Bug 2000490

Summary:	All critical alerts shipped by CMO should have links to a runbook
Product:	OpenShift Container Platform	Reporter:	Simon Pasquier <spasquie>
Component:	Monitoring	Assignee:	Brad Ison <brad.ison>
Status:	CLOSED ERRATA	QA Contact:	hongyan li <hongyli>
Severity:	medium	Docs Contact:
Priority:	high
Version:	4.9	CC:	amuller, anpicker, aos-bugs, erooth, hongyli, juzhao
Target Milestone:	---
Target Release:	4.10.0
Hardware:	Unspecified
OS:	Unspecified
Whiteboard:
Fixed In Version:		Doc Type:	If docs needed, set a value
Doc Text:		Story Points:	---
Clone Of:
Clones:	2013148 (view as bug list)		Environment:
Last Closed:	2022-03-10 16:07:01 UTC	Type:	Bug
Regression:	---	Mount Type:	---
Documentation:	---	CRM:
Verified Versions:		Category:	---
oVirt Team:	---	RHEL 7.3 requirements from Atomic Host:
Cloudforms Team:	---	Target Upstream Version:
Embargoed:
Bug Depends On:
Bug Blocks:	2013148, 2014512

Description Simon Pasquier 2021-09-02 09:22:48 UTC

Description of problem:
All critical alerts shipped as part of OpenShift need a proper runbook in [1] and a "runbook_url" annotation should be present in the alert definition as per [2].

§ CHALLENGE 1: In the listing below, rewrite the lines from the one containing "of the unopened" through the end of the listing, inclusive, with every "pin" swapped for "marker" and nothing else altered.

§ ITEMS:
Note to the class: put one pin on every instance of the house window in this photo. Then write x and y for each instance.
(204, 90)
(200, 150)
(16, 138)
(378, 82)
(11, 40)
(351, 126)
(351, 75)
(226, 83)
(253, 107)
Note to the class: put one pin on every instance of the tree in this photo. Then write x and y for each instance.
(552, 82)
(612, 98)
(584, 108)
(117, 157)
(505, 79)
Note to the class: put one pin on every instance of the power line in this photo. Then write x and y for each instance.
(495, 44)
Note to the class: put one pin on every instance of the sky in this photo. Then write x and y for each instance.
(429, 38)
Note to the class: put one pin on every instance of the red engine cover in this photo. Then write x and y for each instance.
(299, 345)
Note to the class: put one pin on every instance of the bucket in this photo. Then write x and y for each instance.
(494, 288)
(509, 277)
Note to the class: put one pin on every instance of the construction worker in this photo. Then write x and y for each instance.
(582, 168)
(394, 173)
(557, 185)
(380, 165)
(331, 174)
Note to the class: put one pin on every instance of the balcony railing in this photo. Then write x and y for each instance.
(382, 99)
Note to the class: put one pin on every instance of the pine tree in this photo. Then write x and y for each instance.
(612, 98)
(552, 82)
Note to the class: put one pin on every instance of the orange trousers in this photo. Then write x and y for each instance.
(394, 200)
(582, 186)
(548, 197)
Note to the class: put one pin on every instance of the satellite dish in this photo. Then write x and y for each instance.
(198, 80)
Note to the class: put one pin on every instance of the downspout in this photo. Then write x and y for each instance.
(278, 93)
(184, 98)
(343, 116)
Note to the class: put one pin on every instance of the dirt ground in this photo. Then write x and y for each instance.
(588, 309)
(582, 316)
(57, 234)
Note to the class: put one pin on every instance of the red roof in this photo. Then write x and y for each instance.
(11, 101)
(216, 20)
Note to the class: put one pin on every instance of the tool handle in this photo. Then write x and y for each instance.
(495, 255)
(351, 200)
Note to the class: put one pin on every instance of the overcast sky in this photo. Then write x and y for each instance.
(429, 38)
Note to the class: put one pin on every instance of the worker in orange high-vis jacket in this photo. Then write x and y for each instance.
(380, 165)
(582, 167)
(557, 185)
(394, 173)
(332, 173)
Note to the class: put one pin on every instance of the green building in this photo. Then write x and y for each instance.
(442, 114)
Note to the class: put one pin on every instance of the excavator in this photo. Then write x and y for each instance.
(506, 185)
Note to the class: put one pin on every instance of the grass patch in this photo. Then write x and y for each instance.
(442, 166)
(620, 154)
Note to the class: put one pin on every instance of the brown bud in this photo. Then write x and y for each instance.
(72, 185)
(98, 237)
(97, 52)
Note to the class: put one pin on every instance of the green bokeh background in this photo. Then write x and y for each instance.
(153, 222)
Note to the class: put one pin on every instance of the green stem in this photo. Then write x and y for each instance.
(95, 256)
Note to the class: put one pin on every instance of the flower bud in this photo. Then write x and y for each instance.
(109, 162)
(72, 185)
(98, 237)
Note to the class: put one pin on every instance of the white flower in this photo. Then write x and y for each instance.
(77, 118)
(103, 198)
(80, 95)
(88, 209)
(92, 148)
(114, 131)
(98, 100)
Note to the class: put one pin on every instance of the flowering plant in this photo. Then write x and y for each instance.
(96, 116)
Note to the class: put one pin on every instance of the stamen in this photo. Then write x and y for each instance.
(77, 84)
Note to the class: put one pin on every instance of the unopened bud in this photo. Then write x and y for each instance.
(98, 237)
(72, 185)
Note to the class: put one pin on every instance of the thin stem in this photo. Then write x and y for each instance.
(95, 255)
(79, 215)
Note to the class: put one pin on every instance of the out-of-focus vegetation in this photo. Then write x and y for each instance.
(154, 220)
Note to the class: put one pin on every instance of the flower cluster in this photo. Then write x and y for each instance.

§ CHALLENGE 2: Transcribe the bug report above from "Description Simon Pasquier" through "as per [2].", inclusive.

§ WRITTEN REPLY 1:
Note to the class: put one marker on every instance of the unopened bud in this photo. Then write x and y for each instance.
(98, 237)
(72, 185)
Note to the class: put one marker on every instance of the thin stem in this photo. Then write x and y for each instance.
(95, 255)
(79, 215)
Note to the class: put one marker on every instance of the out-of-focus vegetation in this photo. Then write x and y for each instance.
(154, 220)
Note to the class: put one marker on every instance of the flower cluster in this photo. Then write x and y for each instance.

§ WRITTEN REPLY 2:
Description Simon Pasquier 2021-09-02 09:22:48 UTC

Description of problem:
All critical alerts shipped as part of OpenShift need a proper runbook in [1] and a "runbook_url" annotation should be present in the alert definition as per [2].